Document passage ->
Summary (from the publisher):
Quinn Berkowitz and Tarek Mansour’s families have been in business together for years: Quinn’s parents are wedding planners, and Tarek’s own a catering company. At the end of last summer, Quinn confessed her crush on him in the form of a rambling email—and then he left for college without a response.
Quinn has been dreading seeing him again almost as much as she dreads another summer playing the harp for her parents’ weddings. When he shows up at the first wedding of the summer, looking cuter than ever after a year apart, they clash immediately. Tarek’s always loved the grand gestures in weddings—the flashier, the better—while Quinn can’t see them as anything but fake. Even as they can’t seem to have one civil conversation, Quinn’s thrown together with Tarek wedding after wedding, from performing a daring cake rescue to filling in for a missing bridesmaid and groomsman.
Quinn can’t deny her feelings for him are still there, especially after she learns the truth about his silence, opens up about her own fears, and begins learning the art of harp-making from an enigmatic teacher.
Maybe love isn’t the enemy after all—and maybe allowing herself to fall is the most honest thing Quinn’s ever done.

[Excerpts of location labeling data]

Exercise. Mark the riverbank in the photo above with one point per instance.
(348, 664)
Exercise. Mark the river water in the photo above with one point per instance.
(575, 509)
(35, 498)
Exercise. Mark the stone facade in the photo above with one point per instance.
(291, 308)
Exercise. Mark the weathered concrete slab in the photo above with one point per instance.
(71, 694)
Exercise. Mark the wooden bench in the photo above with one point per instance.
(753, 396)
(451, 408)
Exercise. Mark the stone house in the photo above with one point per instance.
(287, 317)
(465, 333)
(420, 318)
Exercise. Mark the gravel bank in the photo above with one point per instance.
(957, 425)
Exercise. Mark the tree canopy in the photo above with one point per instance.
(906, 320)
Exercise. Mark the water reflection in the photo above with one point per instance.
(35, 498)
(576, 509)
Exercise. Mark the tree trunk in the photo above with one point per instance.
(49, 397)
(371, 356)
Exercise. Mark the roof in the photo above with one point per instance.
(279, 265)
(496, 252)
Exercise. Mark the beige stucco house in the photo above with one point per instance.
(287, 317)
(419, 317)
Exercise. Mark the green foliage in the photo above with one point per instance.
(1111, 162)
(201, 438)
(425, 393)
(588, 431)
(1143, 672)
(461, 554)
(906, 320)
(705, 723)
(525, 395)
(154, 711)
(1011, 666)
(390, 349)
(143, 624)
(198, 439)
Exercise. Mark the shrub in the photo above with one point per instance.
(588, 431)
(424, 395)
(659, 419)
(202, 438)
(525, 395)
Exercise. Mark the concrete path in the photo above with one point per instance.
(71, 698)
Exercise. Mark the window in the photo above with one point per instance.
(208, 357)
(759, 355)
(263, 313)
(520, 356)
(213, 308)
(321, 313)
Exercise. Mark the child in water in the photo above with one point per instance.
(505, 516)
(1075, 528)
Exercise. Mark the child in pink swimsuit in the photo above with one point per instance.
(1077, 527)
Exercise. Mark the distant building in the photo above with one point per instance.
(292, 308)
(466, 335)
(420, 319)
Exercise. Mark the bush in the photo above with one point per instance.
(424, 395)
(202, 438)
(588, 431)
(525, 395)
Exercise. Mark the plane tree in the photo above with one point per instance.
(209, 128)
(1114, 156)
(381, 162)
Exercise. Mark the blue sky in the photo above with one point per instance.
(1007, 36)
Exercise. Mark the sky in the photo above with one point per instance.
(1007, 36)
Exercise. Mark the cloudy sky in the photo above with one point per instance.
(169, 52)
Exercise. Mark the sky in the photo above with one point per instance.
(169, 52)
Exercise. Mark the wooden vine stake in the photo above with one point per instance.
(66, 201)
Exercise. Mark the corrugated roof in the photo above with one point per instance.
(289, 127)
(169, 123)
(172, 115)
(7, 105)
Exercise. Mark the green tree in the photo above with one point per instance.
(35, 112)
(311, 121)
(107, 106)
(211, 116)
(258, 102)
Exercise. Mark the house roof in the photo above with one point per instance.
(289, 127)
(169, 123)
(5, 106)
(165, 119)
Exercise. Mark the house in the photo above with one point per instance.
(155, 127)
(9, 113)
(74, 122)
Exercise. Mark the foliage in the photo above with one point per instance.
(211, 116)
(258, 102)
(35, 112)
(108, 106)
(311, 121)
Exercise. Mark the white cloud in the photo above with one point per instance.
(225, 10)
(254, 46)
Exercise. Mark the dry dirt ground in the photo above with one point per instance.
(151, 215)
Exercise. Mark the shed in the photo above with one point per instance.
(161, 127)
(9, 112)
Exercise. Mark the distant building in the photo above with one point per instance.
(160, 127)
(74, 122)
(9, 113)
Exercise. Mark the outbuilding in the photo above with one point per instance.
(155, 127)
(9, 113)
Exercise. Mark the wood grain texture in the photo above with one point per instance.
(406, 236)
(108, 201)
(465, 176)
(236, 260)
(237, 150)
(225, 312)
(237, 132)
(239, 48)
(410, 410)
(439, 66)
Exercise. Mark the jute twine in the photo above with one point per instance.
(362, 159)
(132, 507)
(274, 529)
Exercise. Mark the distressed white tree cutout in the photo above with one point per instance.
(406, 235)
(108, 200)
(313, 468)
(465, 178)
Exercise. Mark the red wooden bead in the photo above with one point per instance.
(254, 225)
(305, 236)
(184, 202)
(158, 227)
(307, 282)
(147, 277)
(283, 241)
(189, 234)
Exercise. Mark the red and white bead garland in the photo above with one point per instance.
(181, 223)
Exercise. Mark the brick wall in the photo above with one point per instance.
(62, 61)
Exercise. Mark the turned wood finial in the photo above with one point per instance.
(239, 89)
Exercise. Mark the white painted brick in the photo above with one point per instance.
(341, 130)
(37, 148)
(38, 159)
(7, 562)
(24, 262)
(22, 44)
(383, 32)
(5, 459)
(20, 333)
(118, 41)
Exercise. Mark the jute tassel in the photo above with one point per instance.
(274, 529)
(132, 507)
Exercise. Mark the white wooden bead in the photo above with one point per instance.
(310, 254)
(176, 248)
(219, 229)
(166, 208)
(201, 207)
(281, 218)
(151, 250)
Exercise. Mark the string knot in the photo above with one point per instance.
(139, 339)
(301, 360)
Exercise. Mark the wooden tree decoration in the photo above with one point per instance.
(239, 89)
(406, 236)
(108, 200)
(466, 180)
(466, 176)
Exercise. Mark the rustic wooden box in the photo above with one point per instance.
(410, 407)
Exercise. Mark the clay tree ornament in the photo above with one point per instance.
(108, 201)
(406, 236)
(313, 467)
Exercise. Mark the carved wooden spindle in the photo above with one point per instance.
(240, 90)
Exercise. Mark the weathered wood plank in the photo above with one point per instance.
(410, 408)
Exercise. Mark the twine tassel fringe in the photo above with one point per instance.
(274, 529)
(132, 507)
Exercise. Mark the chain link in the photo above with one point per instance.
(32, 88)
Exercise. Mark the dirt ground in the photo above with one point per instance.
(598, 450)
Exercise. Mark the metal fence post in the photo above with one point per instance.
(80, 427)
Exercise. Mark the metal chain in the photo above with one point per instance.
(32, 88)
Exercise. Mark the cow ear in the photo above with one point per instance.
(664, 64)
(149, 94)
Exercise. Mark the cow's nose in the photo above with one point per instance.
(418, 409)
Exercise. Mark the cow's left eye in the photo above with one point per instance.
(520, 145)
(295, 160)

Written request 1 -> According to the book summary, what kind of business do Tarek's parents own?
Written request 2 -> Quote the book summary between "Quinn has been" and "an enigmatic teacher.", inclusive.

Full answer 1 -> A catering company.

Full answer 2 ->
Quinn has been dreading seeing him again almost as much as she dreads another summer playing the harp for her parents’ weddings. When he shows up at the first wedding of the summer, looking cuter than ever after a year apart, they clash immediately. Tarek’s always loved the grand gestures in weddings—the flashier, the better—while Quinn can’t see them as anything but fake. Even as they can’t seem to have one civil conversation, Quinn’s thrown together with Tarek wedding after wedding, from performing a daring cake rescue to filling in for a missing bridesmaid and groomsman.
Quinn can’t deny her feelings for him are still there, especially after she learns the truth about his silence, opens up about her own fears, and begins learning the art of harp-making from an enigmatic teacher.